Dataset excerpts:
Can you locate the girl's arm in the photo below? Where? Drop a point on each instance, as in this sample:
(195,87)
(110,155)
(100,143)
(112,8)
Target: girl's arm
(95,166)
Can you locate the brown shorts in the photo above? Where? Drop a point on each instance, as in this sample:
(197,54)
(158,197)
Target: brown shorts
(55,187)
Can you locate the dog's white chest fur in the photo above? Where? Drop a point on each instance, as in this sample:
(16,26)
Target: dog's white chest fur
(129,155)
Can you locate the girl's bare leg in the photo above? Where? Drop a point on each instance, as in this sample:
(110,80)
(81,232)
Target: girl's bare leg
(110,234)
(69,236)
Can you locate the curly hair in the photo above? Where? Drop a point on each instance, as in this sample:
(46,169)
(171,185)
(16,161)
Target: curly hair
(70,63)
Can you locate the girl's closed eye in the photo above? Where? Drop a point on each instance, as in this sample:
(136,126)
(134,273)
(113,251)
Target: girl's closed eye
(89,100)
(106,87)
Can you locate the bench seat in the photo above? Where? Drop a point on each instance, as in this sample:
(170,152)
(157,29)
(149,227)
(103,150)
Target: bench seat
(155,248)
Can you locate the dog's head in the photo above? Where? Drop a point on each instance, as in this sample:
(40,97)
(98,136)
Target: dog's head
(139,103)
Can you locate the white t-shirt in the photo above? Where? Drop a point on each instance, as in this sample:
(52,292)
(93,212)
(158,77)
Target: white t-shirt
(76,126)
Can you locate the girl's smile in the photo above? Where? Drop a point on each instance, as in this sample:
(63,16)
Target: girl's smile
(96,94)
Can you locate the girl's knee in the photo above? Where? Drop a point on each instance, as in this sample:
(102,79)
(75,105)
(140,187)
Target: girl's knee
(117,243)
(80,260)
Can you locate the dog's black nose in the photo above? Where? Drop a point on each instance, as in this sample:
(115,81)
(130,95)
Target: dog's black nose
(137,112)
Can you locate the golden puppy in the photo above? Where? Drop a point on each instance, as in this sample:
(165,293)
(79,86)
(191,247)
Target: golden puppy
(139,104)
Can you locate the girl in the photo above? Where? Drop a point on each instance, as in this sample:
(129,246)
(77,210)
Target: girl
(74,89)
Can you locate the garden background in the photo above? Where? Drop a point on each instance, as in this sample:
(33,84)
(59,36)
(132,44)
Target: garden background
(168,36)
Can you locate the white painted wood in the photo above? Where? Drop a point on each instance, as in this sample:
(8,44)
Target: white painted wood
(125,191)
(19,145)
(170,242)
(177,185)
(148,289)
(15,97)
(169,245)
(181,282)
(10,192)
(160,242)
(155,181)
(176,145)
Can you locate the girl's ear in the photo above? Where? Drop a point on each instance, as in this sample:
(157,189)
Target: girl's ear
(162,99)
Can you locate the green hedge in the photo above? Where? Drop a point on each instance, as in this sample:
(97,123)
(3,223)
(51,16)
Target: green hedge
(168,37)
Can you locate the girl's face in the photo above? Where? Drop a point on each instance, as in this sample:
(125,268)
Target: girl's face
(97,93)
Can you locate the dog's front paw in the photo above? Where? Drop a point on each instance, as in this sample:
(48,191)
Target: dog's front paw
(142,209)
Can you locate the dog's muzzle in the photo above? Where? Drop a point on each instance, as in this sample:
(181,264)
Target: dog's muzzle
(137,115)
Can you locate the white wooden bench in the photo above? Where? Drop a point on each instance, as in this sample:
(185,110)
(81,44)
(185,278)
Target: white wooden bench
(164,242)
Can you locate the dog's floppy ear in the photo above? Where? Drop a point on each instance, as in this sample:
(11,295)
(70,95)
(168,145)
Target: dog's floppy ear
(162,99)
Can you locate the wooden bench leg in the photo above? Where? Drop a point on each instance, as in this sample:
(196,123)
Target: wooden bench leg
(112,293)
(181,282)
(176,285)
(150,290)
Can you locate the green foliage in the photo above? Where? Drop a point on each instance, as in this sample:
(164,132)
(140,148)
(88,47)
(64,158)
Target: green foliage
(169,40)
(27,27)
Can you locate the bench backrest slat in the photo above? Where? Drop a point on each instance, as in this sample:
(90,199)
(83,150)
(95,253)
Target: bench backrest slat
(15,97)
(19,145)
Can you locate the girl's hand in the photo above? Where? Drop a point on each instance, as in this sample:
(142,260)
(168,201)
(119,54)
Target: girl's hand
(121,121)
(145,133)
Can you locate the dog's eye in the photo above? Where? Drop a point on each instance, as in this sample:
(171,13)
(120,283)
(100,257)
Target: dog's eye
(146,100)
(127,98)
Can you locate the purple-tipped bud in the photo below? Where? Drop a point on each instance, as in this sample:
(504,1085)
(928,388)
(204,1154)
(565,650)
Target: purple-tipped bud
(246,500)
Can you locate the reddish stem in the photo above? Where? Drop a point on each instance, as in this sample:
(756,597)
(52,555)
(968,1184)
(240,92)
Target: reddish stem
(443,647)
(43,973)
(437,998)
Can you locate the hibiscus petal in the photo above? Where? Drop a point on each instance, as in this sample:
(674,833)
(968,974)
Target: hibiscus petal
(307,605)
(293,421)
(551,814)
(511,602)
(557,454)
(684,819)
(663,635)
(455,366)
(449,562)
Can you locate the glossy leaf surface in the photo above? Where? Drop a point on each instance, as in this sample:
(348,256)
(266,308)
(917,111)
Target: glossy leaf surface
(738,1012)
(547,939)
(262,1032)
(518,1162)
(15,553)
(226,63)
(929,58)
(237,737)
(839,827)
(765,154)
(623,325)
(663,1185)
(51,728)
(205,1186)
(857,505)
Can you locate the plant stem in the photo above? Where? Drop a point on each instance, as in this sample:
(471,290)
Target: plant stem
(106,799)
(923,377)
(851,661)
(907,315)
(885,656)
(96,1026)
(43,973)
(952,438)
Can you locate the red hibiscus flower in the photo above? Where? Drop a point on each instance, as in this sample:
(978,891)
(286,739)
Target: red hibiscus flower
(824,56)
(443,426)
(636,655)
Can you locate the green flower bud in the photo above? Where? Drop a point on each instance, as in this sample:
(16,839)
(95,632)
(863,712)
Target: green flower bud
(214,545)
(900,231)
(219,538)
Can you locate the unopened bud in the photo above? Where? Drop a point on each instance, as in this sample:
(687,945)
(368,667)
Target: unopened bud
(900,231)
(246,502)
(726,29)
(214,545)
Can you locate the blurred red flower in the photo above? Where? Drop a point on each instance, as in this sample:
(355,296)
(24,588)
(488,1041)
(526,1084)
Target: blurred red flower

### Required action:
Output every line above so that it reads exactly as before.

### Task result:
Can you locate the girl's arm in the photo below? Where? Drop a point on each instance, as in this sample:
(195,87)
(110,155)
(100,143)
(112,8)
Target: girl's arm
(95,166)
Can you locate the brown shorts in the photo above? Where? Drop a point on each instance, as in this sample:
(197,54)
(158,197)
Target: brown shorts
(55,187)
Can you locate the dog's white chest fur in the photo above? Where? Drop a point on each instance, as in this sample:
(16,26)
Target: dog's white chest fur
(129,155)
Can you locate the girl's bare leg in the photo above? Where? Drop a point on each instance, as in this sample:
(110,80)
(81,232)
Target: girl's bare leg
(110,234)
(69,236)
Can you locate the curly hair in the photo above? Where? Drop a point on each instance, as in this sample:
(46,169)
(171,185)
(16,161)
Target: curly hair
(70,63)
Can you locate the girl's closed eye in the photo above? Where? Drop a point on each instance, as in this sample:
(136,126)
(134,273)
(113,251)
Target: girl's closed eye
(89,100)
(106,87)
Can you locate the bench seat in the photo above? Where? Drop a point on each instance, as in this sample:
(170,152)
(157,29)
(149,227)
(103,150)
Target: bench seat
(155,248)
Can you locate the dog's head in the photo above? Where? Drop a point on each instance, as in this sample:
(40,97)
(98,136)
Target: dog's head
(139,103)
Can you locate the white t-shirt in the photo above? Where? Drop a point on each instance, as in this sample:
(52,292)
(93,212)
(158,77)
Target: white t-shirt
(76,126)
Can you locate the girl's smile in the photo above? Where? Drop a point on each instance, as in this sample:
(63,16)
Target: girl's smile
(96,94)
Can you locate the girl's knee in the photo above? Where? Drop a point on each instance, as in this sample:
(102,79)
(75,105)
(140,187)
Target: girl's knee
(117,243)
(80,260)
Can you locate the dog's black nose in the photo above? Where? Drop a point on each instance, as in this sample:
(115,81)
(130,95)
Target: dog's black nose
(137,112)
Can you locate the golden puppy in the photo above? Where? Drop a point on each instance, as in this sample:
(165,293)
(79,86)
(191,247)
Target: golden puppy
(139,104)
Can you locate the girl in the photo above? Where? Drop a point on each instance, as in this sample:
(129,246)
(77,210)
Target: girl
(74,89)
Can you locate the garden background in the photo above? Where? Drop a point on each instance, as in this sample:
(33,84)
(59,36)
(132,44)
Target: garden background
(168,36)
Can you locate the white painted wood in the photo above? Where? Drop a point on each instance, as in this sample:
(8,44)
Target: white painted wood
(125,191)
(19,145)
(170,242)
(177,185)
(148,289)
(15,97)
(169,245)
(181,282)
(10,192)
(160,242)
(155,181)
(176,145)
Can you locate the girl's ear in the photo above? Where? Drop a point on each instance, as in this sample:
(157,189)
Target: girl's ear
(162,99)
Can you locate the green hedge in the photo above? Where? Drop a point on each instance, as in this sample:
(97,123)
(3,223)
(51,16)
Target: green hedge
(168,37)
Can you locate the girl's face in the photo above? Where? Drop a point on each instance, as in this sample:
(125,268)
Target: girl's face
(97,93)
Can you locate the dog's front paw in the photo above? Where? Drop a point on each instance, as in this sample:
(48,191)
Target: dog's front paw
(142,209)
Can you locate the dog's muzzle in the photo above? Where? Drop a point on each instance, as in this sample:
(181,264)
Target: dog's muzzle
(137,115)
Can you locate the white wooden bench in the photo above? Where? Drop a point on each instance, as in this sample:
(185,110)
(81,44)
(185,278)
Target: white wooden bench
(164,242)
Can you locate the dog's floppy ear in the photo above? Where? Drop a point on each instance, as in this sample:
(11,295)
(70,95)
(168,145)
Target: dog's floppy ear
(162,99)
Can you locate the wooden bench leg in the photo above? Where? Drop a point on each instance, as in this sample:
(196,123)
Target: wooden bench leg
(112,293)
(181,282)
(176,285)
(150,290)
Can you locate the green foliage in the photo above? Where? Drop a point on each instance, as in this sample:
(164,132)
(140,148)
(88,47)
(64,158)
Target: green foliage
(169,40)
(27,27)
Can you locate the bench backrest slat in the photo above? Where? Drop a point on each instance, as in this sample:
(90,199)
(83,150)
(95,253)
Target: bench backrest slat
(15,97)
(19,145)
Can you locate the girl's hand in the photo above? Where? Drop a point on each instance, as in this sample:
(142,260)
(168,201)
(119,54)
Target: girl's hand
(121,121)
(145,133)
Can you locate the dog's eye in the photo above? Where? Drop a point on each instance, as in this sample:
(171,13)
(120,283)
(100,257)
Target: dog's eye
(146,100)
(127,98)
Can you locate the purple-tipped bud in the photo below? Where? Drop a point on each instance, as in this sample:
(504,1085)
(928,388)
(204,1154)
(565,650)
Target: purple-tipped bud
(246,500)
Can you locate the reddish stem in the photo above? Where? Drop a point on each instance, as in this sample:
(756,597)
(52,555)
(968,1184)
(240,92)
Target: reddish stem
(443,647)
(43,973)
(437,998)
Can you locate the hibiscus petal in the photo above? Where? Drop a point on each instance, as in this sample:
(674,833)
(968,974)
Target: hibiscus petal
(307,605)
(293,421)
(551,814)
(511,602)
(557,454)
(684,819)
(663,635)
(455,366)
(449,562)
Can you locate the glossy leaf surface in the photo above? Where? Drop a point on each instance, as in this sample:
(348,256)
(266,308)
(917,111)
Target: glossy leaf surface
(738,1012)
(547,939)
(262,1032)
(518,1162)
(15,553)
(226,63)
(929,58)
(237,737)
(839,827)
(765,154)
(623,325)
(663,1185)
(51,728)
(205,1186)
(857,505)
Can you locate the plant stem in the photo above? Where? Drop a point on each instance, as in this sample:
(471,290)
Target: plant stem
(106,799)
(923,377)
(851,661)
(907,315)
(885,656)
(96,1026)
(43,973)
(952,438)
Can you locate the red hibiscus flower in the photo above? Where? Drop a point on each instance, as in this sample:
(978,891)
(286,739)
Target: red hibiscus flower
(824,56)
(443,426)
(636,655)
Can you locate the green flower bud in the photo above? Where? Drop a point on each instance, as in this sample:
(16,839)
(95,632)
(863,712)
Target: green flower bud
(214,545)
(900,231)
(219,538)
Can you locate the unopened bud in the photo above? Where? Drop a point on each instance, as in this sample:
(687,945)
(368,667)
Target: unopened bud
(900,231)
(246,502)
(726,29)
(214,545)
Can you locate the blurred red flower in the photo above? Where? Drop a point on each instance, as in this sample:
(355,296)
(24,588)
(488,1041)
(526,1084)
Target: blurred red flower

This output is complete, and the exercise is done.